INPUT DATA >>
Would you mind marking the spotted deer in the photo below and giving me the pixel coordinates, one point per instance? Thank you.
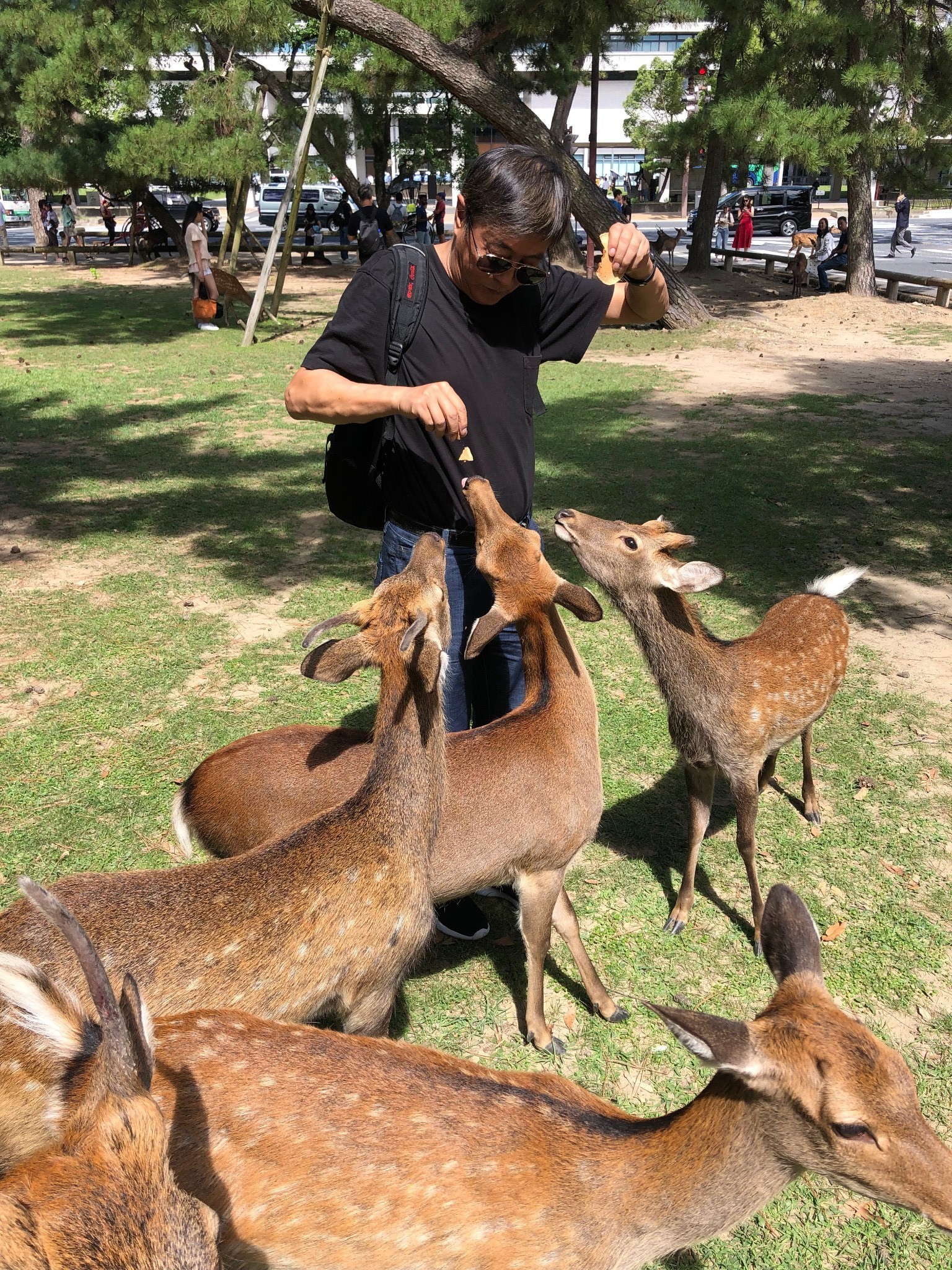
(102, 1194)
(385, 1155)
(328, 920)
(731, 704)
(500, 821)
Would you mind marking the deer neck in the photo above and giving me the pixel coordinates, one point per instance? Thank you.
(696, 1173)
(407, 773)
(679, 651)
(550, 659)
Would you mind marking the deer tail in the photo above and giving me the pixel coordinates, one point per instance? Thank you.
(835, 584)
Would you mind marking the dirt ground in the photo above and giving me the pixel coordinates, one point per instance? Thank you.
(896, 357)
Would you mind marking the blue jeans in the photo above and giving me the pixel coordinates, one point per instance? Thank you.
(834, 262)
(493, 683)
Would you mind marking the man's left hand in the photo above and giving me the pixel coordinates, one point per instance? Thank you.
(628, 251)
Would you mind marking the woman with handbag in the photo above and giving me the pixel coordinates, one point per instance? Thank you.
(200, 267)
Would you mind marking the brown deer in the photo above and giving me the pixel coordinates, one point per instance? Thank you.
(798, 271)
(667, 243)
(382, 1155)
(102, 1196)
(328, 920)
(500, 822)
(731, 704)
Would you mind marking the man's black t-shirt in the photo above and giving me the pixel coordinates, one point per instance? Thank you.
(490, 355)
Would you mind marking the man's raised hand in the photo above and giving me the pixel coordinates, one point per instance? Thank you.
(438, 408)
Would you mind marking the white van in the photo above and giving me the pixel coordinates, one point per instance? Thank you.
(325, 200)
(14, 207)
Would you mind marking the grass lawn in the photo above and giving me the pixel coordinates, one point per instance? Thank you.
(174, 544)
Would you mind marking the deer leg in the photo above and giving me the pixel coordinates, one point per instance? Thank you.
(700, 794)
(369, 1014)
(537, 900)
(568, 925)
(747, 798)
(811, 804)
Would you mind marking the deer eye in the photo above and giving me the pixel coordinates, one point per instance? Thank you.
(853, 1133)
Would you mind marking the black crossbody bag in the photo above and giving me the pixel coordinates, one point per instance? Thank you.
(356, 453)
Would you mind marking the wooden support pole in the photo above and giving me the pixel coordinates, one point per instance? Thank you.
(322, 51)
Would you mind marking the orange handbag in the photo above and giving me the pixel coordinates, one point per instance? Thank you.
(203, 310)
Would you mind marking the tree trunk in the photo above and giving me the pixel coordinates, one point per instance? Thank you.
(505, 110)
(162, 214)
(861, 270)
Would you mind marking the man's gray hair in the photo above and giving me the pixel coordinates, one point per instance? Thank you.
(518, 191)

EXERCISE DESCRIPTION >>
Render every entry above as a two-column CSV with the columns "text" and "answer": one row per entry, with each field enclosed in double quotes and any line breaks replaced by spaces. Omit the pictures.

RESULT BELOW >>
text,answer
"Would you mind marking the spotted deer in the photo below and giving me the pixel coordinates, one point per instance? Thank you.","(102, 1194) (385, 1155) (328, 920) (731, 704) (500, 821)"
"Would you mind marking the deer neck in the photo above and giving me the pixel coordinates, one point per instance? Thank you.","(696, 1173) (407, 773) (679, 651) (550, 659)"
"Would you mind marking the deer tail in the photo above and giving me the pixel coordinates, one point per instance? Thank you.","(835, 584)"
"Would you mind marking the dirt ground in the photo above and giving me the pixel coordinates, one point per instance? Thank you.","(896, 357)"
"Would you mind marking the blue jeans in the photo above and giving me the pixel coordinates, one point per instance? Thank you.","(834, 262) (493, 683)"
"Would you mind marking the man's left hand in the photo above and giving me the pixel coordinates, one point per instance? Thank you.","(628, 251)"
"Would you mind marking the woman with handbag in the photo above and giving me the pixel coordinates, one point per instance? Thank you.","(200, 267)"
"Would you mind marking the brown deer in the photo above and giving me the pixel coordinates, one point per instance? Thank you.","(798, 271) (667, 243) (382, 1155) (102, 1196) (328, 920) (500, 822) (731, 704)"
"Would you mind marking the man's black t-shirt in the photo above and giving me the pixel coordinates, one point per instance? Thank you.","(490, 355)"
"Would you mind marking the man's raised hand in the photo above and giving me the pixel coordinates, one point per instance? Thank you.","(438, 408)"
"Would you mind marking the white van in the photo above and giving me the pixel coordinates, one point per instance? Thank you.","(325, 200) (14, 207)"
"Would you mind marking the grass lawn in the photo above and giving me the pixel coordinates, one point per instance? Thank you.","(174, 544)"
"Would you mind marking the deer leg in the photo above and giving me the pixel coordinates, one point per instance? Thank you.","(700, 794) (369, 1014) (537, 900) (568, 925) (747, 798) (811, 804)"
"Would you mind marking the deer eye in the photo above and giving me the pixel coordinates, one point per instance? Thank you.","(853, 1133)"
"Would you mind marking the black crossbody bag in the photo above and giving me the pixel coordinates, one point per instance? Thank you.","(356, 453)"
"Would you mind marking the wooden support pole in the photo above and giving me the pixel coordinates, one point per instance? Thank you.","(322, 51)"
"Would you mind marking the orange handbag in the photo above and giving me the pixel coordinates, one point per instance? Thank you.","(203, 310)"
"Would you mind marking the tree trunk in the photo above and giving me the pixel coordinates, one point per instance? Thank you.","(505, 110) (162, 214) (861, 270)"
"Would you mind marking the man's gray hair in the photo above and giving me the pixel coordinates, one point per instance? Thank you.","(518, 191)"